┌────────

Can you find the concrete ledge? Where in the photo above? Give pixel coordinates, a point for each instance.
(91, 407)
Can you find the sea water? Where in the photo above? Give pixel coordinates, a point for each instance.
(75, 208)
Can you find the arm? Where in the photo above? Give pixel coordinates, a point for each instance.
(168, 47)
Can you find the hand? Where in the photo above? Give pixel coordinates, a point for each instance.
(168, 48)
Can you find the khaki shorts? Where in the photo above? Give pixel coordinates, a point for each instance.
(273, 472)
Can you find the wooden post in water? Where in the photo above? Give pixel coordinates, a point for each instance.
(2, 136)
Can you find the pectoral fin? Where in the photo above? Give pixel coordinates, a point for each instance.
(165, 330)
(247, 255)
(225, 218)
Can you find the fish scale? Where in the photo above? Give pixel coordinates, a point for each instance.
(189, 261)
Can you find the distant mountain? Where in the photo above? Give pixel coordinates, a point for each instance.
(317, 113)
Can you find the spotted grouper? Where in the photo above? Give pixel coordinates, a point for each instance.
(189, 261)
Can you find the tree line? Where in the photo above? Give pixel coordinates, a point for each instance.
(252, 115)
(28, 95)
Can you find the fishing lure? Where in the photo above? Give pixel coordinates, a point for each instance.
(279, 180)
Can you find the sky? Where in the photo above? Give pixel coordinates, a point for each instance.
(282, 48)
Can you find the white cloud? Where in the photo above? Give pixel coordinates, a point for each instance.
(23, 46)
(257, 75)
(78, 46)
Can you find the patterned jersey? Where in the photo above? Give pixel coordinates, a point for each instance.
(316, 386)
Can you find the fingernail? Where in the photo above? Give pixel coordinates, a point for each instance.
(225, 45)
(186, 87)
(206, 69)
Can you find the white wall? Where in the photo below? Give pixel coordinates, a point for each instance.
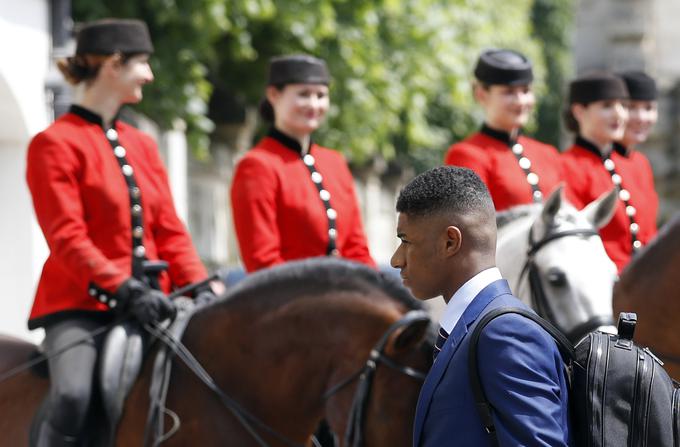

└────────

OBJECTIVE: Please convert every line of the items above into a Markdown table with two columns, Row for a running number and Line for the line itself, skipping any blank lines. Leave the pictures out of the table.

RESPONSE:
| Row | Line |
|---|---|
| 1 | Can you find the concrete ledge? Where in the photo above? Give pixel coordinates, a point for each instance. |
| 2 | (91, 407) |
| 3 | Can you find the sea water? Where in the photo above? Give pixel coordinates, a point for each instance. |
| 4 | (75, 208) |
| 5 | Can you find the arm? Where in the photo above? Give pixel coordinates, a point for each instance. |
| 6 | (168, 47) |
| 7 | Can you find the hand? Where in the photo above? Give pixel coordinates, a point for each instance. |
| 8 | (168, 48) |
| 9 | Can you find the khaki shorts? Where in the photo above? Give pixel coordinates, a point for each instance. |
| 10 | (273, 472) |
| 11 | Can you find the wooden post in water? Where in the photo above? Give pixel coordinates, a point for each instance. |
| 12 | (2, 136) |
| 13 | Can you find the pectoral fin? Where in the photo above? Give pixel coordinates, a point for each instance. |
| 14 | (165, 330) |
| 15 | (247, 255) |
| 16 | (225, 218) |
| 17 | Can you find the fish scale? Where in the photo above? Give pixel coordinates, a point for each instance. |
| 18 | (189, 261) |
| 19 | Can you find the distant mountain? Where in the photo above? Give pixel coordinates, a point for each instance. |
| 20 | (317, 113) |
| 21 | Can you find the spotted grouper? Where in the photo above? Give pixel coordinates, a point for each instance. |
| 22 | (189, 261) |
| 23 | Can you find the tree line? Where in the photo above? Give pixel coordinates, a point for each instance. |
| 24 | (252, 115) |
| 25 | (28, 95) |
| 26 | Can you find the fishing lure? Where in the photo above? Give pixel coordinates, a point for each instance. |
| 27 | (279, 180) |
| 28 | Can you find the sky? Where in the photo above? Give pixel coordinates, a point for each instance. |
| 29 | (282, 48) |
| 30 | Can you find the white cloud? Where in the photo above? Give pixel coordinates, a point for each instance. |
| 31 | (23, 46) |
| 32 | (257, 75) |
| 33 | (78, 46) |
| 34 | Can you find the patterned jersey? Where in the photo above? Give pixel coordinates, a point for each instance. |
| 35 | (316, 386) |
| 36 | Can you find the fingernail? Where in the photo above? Give pixel coordinates, a point for each instance. |
| 37 | (225, 45) |
| 38 | (186, 87) |
| 39 | (206, 69) |
| 40 | Can you find the white wall? Where in the photo below? Give pixel coordinates, a point for each instance. |